Source text:

[Colloquium] TOMORROW: RCC Presents- "Unraveling Knotted Vortices" with William Irvine

Kelsay Foust kelsayfoust at uchicago.edu
Wed Mar 12 14:08:29 CDT 2014


Please forward this announcement to your colleagues who may be interested.


Unraveling Knotted Vortices

William Irvine

Assistant Professor, James Franck Institute


THURSDAY, March 13, 2014, 3:00pm-4:30 pm

Kathleen A. Zar Room, John Crerar Library

*Cookies and Refreshments will be served*


Dr. William Irvine's interests are in the fields of experimental soft condensed matter and theoretical and experimental "knotted fields". A common theme in his research is the strong role played by geometry and advanced optical techniques.
"Soft" is used to describe a rich variety of classical many-body systems that have energetics accessible at room temperature and are large enough for their constituents to be imaged, providing an ideal playground for the study of many open questions in equilibrium and non-equilibrium many-body physics. Using colloidal particles, (both spherical and shaped, fluids and foams), the Irvine lab is investigating a variety of problems in ordered and disordered phases. A recent focus has been on the use of curvature as a tool to probe structure in two dimensions. In particular, the Irvine lab recently investigated the structure of two-dimensional colloidal crystals frustrated by the Gaussian curvature of the curved oil-water interface they are bound to. The Irvine Lab is currently developing techniques to extend these ideas to far from equilibrium processes in curved space.

Extracted material:

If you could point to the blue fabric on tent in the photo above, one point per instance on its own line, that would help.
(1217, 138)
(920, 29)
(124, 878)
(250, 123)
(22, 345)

Tasks to perform:
A: According to the colloquium announcement, in which room and building will the talk take place?
B: Reproduce the colloquium announcement's text between "THURSDAY, March 13, 2014, 3:00pm-4:30" and "advanced optical techniques.", inclusive.
C: In the colloquium announcement, list every item named in the parenthetical that follows "Using colloidal particles".

Outputs in order:
A: Kathleen A. Zar Room, John Crerar Library

B:
THURSDAY, March 13, 2014, 3:00pm-4:30 pm

Kathleen A. Zar Room, John Crerar Library

*Cookies and Refreshments will be served*


Dr. William Irvine's interests are in the fields of experimental soft condensed matter and theoretical and experimental "knotted fields". A common theme in his research is the strong role played by geometry and advanced optical techniques.

C: spherical; shaped; fluids; foams